** Selected text **
--*--
I spent some time this week at the Mobile Health Summit, an annual Washington event featuring the latest in mobile health-related technologies. The exhibition hall was filled with sensor-based devices that can track blood pressure, body weight, blood glucose, pill-taking behavior, and just about any other facet of human life. There was even a $199 sled from AliveCor that turns an iPhone into an electrocardiogram.
Nearly all of these devices feature either Wi-Fi or cellular wireless capability, making them part of an ever growing machine-to-machine network, also known as the Internet of Things. There is little doubt that they are becoming an important part of individualized treatment that can help keep us healthier, albeit at a sometimes creepy loss of privacy. (One company was showing connected motion sensors that could alert a care giver if it didn’t sense you moving about your room when you were supposed to be up and about. I can see the usefulness, but still find the idea disturbing.)
--*--
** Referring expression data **

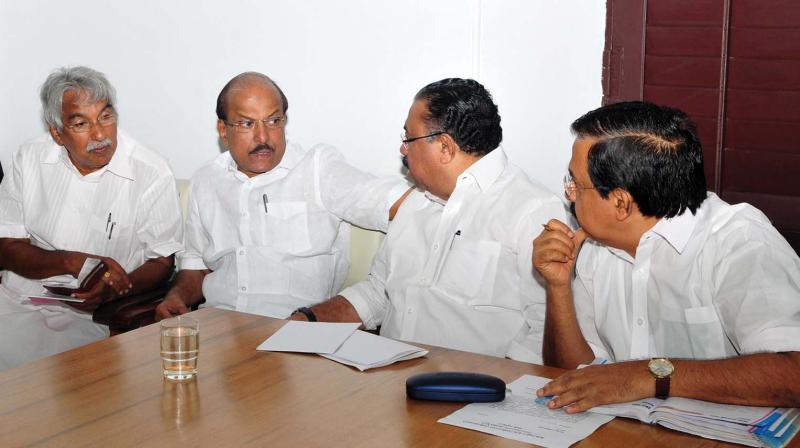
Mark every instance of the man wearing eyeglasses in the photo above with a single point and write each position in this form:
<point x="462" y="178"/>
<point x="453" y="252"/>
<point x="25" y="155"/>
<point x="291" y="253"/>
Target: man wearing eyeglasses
<point x="690" y="296"/>
<point x="266" y="231"/>
<point x="83" y="192"/>
<point x="455" y="268"/>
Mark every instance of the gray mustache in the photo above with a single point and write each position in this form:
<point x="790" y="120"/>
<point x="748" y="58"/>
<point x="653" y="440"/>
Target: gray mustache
<point x="262" y="148"/>
<point x="93" y="145"/>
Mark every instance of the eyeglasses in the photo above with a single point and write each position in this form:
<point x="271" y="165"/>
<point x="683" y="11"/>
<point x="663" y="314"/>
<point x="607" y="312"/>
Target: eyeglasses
<point x="246" y="125"/>
<point x="571" y="188"/>
<point x="82" y="125"/>
<point x="407" y="140"/>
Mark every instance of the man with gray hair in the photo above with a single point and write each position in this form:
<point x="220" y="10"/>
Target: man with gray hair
<point x="85" y="191"/>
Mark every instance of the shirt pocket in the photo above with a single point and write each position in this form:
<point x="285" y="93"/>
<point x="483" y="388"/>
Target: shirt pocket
<point x="469" y="270"/>
<point x="111" y="237"/>
<point x="286" y="227"/>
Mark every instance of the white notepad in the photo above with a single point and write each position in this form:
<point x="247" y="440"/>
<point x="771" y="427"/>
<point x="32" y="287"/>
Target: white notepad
<point x="309" y="337"/>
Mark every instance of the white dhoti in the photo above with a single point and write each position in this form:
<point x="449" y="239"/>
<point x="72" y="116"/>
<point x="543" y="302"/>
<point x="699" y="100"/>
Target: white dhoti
<point x="29" y="332"/>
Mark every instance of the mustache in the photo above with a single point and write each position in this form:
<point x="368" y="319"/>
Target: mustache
<point x="94" y="145"/>
<point x="262" y="147"/>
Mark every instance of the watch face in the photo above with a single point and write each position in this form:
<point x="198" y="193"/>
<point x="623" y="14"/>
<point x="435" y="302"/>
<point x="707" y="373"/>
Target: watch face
<point x="660" y="367"/>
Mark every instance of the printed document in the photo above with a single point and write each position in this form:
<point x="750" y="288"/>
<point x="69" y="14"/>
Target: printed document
<point x="526" y="418"/>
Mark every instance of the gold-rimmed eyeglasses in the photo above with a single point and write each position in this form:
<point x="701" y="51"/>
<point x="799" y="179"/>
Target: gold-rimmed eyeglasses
<point x="246" y="125"/>
<point x="571" y="188"/>
<point x="406" y="140"/>
<point x="82" y="125"/>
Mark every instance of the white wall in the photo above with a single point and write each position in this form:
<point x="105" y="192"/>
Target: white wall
<point x="349" y="68"/>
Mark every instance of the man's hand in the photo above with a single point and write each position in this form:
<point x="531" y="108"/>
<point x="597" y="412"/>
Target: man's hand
<point x="115" y="277"/>
<point x="171" y="306"/>
<point x="93" y="298"/>
<point x="582" y="389"/>
<point x="298" y="316"/>
<point x="555" y="251"/>
<point x="114" y="283"/>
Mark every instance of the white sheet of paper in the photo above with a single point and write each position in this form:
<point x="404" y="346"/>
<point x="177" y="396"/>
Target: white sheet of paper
<point x="364" y="351"/>
<point x="48" y="298"/>
<point x="521" y="418"/>
<point x="309" y="337"/>
<point x="524" y="417"/>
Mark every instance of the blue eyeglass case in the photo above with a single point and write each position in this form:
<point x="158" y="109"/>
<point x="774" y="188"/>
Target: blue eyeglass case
<point x="456" y="386"/>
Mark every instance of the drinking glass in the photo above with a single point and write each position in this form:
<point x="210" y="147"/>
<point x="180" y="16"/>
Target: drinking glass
<point x="179" y="347"/>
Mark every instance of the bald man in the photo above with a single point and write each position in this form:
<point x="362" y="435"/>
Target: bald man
<point x="267" y="227"/>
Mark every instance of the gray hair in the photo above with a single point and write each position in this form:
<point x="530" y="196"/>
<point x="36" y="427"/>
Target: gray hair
<point x="79" y="79"/>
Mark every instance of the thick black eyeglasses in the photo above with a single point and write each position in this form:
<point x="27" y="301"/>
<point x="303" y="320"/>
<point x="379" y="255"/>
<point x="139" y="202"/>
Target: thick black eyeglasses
<point x="406" y="141"/>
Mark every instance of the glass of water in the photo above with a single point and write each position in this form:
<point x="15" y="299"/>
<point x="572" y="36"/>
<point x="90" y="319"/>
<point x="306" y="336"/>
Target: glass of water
<point x="179" y="347"/>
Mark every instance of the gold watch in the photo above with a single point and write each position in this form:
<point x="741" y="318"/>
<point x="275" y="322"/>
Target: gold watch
<point x="662" y="370"/>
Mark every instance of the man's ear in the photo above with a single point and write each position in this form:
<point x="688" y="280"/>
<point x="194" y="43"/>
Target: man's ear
<point x="223" y="132"/>
<point x="56" y="136"/>
<point x="623" y="203"/>
<point x="448" y="149"/>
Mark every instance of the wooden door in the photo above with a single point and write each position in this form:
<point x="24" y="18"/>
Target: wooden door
<point x="734" y="67"/>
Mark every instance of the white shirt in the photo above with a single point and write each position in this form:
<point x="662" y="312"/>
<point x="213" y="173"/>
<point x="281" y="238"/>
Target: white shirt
--*--
** Work to complete **
Rewrite the part of the mobile health passage starting at "Nearly all of" and ending at "the idea disturbing.)", replacing "cellular" with "Bluetooth". The items have nothing to do with this.

** Answer to the exercise **
Nearly all of these devices feature either Wi-Fi or Bluetooth wireless capability, making them part of an ever growing machine-to-machine network, also known as the Internet of Things. There is little doubt that they are becoming an important part of individualized treatment that can help keep us healthier, albeit at a sometimes creepy loss of privacy. (One company was showing connected motion sensors that could alert a care giver if it didn’t sense you moving about your room when you were supposed to be up and about. I can see the usefulness, but still find the idea disturbing.)